## WORK TO COMPLETE:
• a. In the passage on karma management, what is the First Principle called?
• b. Please extend the passage on karma management from where it stops.

## EXCERPTED TEXT:

** Start **

As you know, Gurudeva's definition of moksha includes resolving karma. Here's a couple of them but one of them reads approximately: Resolving karma, fulfilling dharma and fully realizing God. Something like that is one of them. So it's a definition that's much broader then you usually encounter. A definition of moksha you usually encounter just focuses on realizing God. All we have to do is realize God and we're out of here. And everyone wants to get out of here right?

But, that's not enough. Even if you realize God, if you have karma that you haven't resolved you're going to be here. So karma therefore, understanding karma, understanding how to resolve karma is a very important principle. Certainly a very key principle in Gurudeva's teachings. That was why I created what are called: "The Ten Principles of Karma Management." Remember that? I got inspired many years ago cause stress management was a big thing back then, still is, but everyone as concerned about stress and how can we mange stress? I thought: Well if we're concerned about such a subtle thing as stress how about we stretch it one point further and figure out how to manage our karma. That's even more central.

So, there's ten principles. Each one has a quote from Gurudeva and a quote from the Tirukural in the whole write-up but I just copied the names of the principles.

The first three relate to karma, karma phala that has manifested. Phala means fruit. So when a karma manifests what it produces is called the fruit. Karma phala that has manifested.

The First Principle.

Well the minimal we need to do is called The First Principle. And that's to: "Forego Retaliation."

Even if we want to we don't do it. Someone mistreats us and boy it really ticks us off and you know, we really are kind of consumed with getting back at them but we manage to restrain ourselves and we don't retaliate. That's the minimal way of resolving karma. We don't retaliate but in our mind we're quite upset by it. So that's not enough.

How can we get un-upset by the fact that somebody mistreated us? We can accept responsibility. Who caused this to happen? Did the other person cause it to happen? Did God cause it to happen? Did my spouse cause it to happen? Who caused it to happen? No, I caused it to happen, right? Either in this life or a past life. I'm the one who's created all my experiences be they enjoyable or not enjoyable, be they harmonious or inharmonious. Created them all.

So if we can accept that responsibility it helps make it a little bit more impersonal. And one way I mention that, as you know, I say: Well if it wasn't this person who brought that back to you it would have to be another person. Because you're destined to have that come back to you. So, when you look at it that way you don't get quite as upset. You realize: Well if it wasn't him it would be someone else.

** End **

## DATA BLOCK:
** Start **

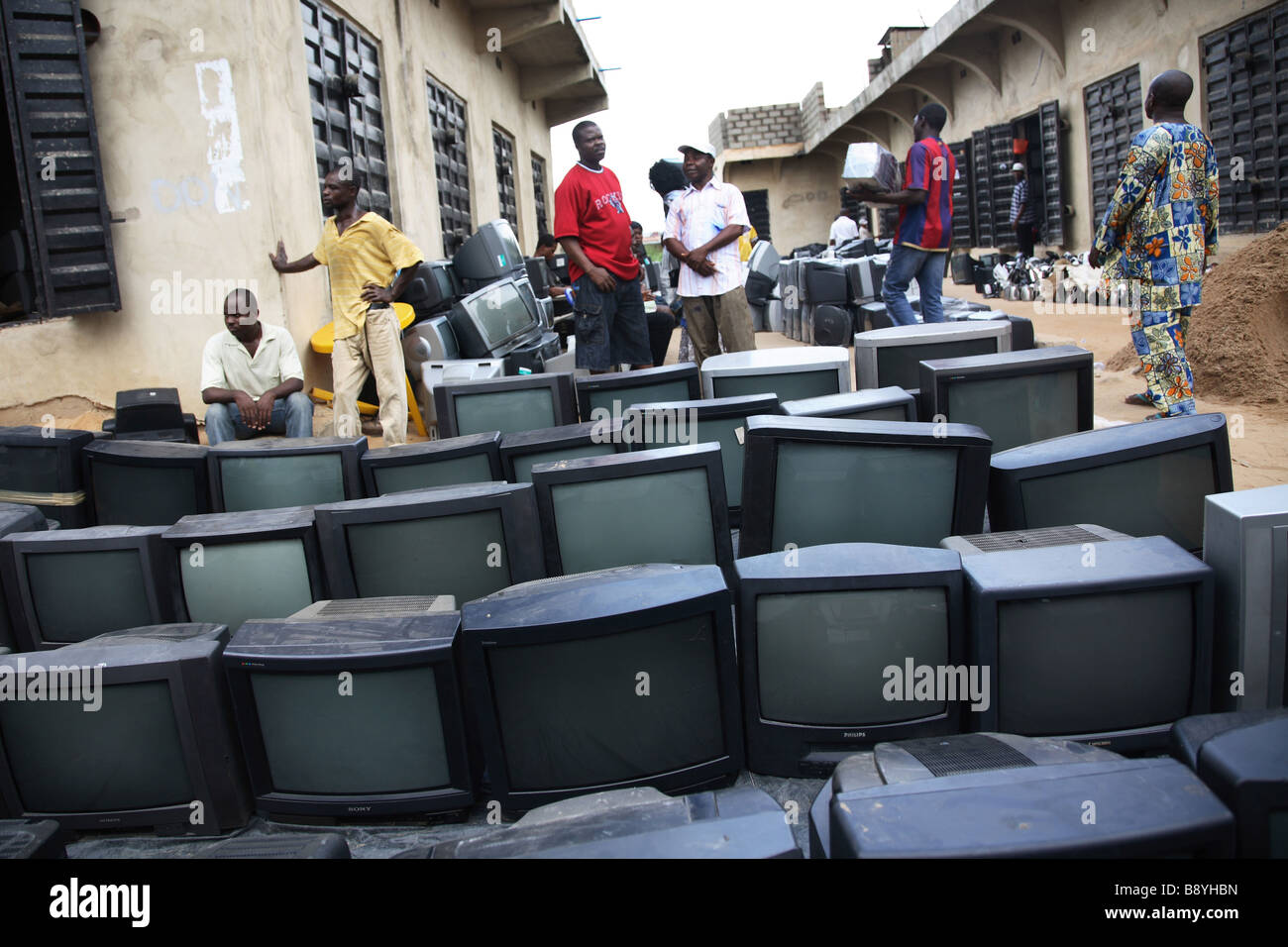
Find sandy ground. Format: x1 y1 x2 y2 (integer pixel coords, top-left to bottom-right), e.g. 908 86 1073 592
0 292 1288 489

** End **

## TASK RESPONSES:
• a. "Forego Retaliation."

• b.
So that's the second point is to: "Accept Responsibility."

The third one is to: "Forgive the Offender."

Even if we don't retaliate and we realize intellectually that we're the creator, we can still be upset with the person. We've changed our behavior toward them. We're kind of backing away cause we're not fully resolved about it.

So the Tirukural gives very good advice on that: To forgive the offender. If you forgive the offender then you've upped the whole situation. The Tirukural talks about: You forgive the offender and then the offender is so ashamed by being forgiven that he or she improves his behavior as a result. Realizes there's a higher path. So you've shamed someone by coming in with a high minded principle that they didn't expect and in so doing you might just motivate them to upgrade their behavior in the future.

So we can do all three of those, then the karma that has come back to us is totally gone. It's just gone and that's the goal. That's called resolved. If it's totally gone we've resolved it.

The second category relates to new action.

Fourth Principle: "Consider the Consequences."

So we need to think before we act but think in the sense of the karmic consequence. I do what I'm thinking about doing; what's the karmic consequence? Is there some aspect of it that's gonna create a negative karmic fruit? Even if it's a small one. You know, is it really negative fruit free or is there some aspect of it. So understanding that is the fourth principle.

The fifth one is called: "Create No Negative Karmas."

We not only understand it, we're committed. You know, I'm going to live my life in a way that creates no negative karmas. Cause there's no point to it, right? Why should I be so careless as to create a new negative karma. Then I'd just have to resolve that in the future. We're trying to resolve all karmas. To create a new one is going backwards.

So to really commit yourself to that process. I call that the fifth step.

The sixth one is called: "Divinely Influence Karma."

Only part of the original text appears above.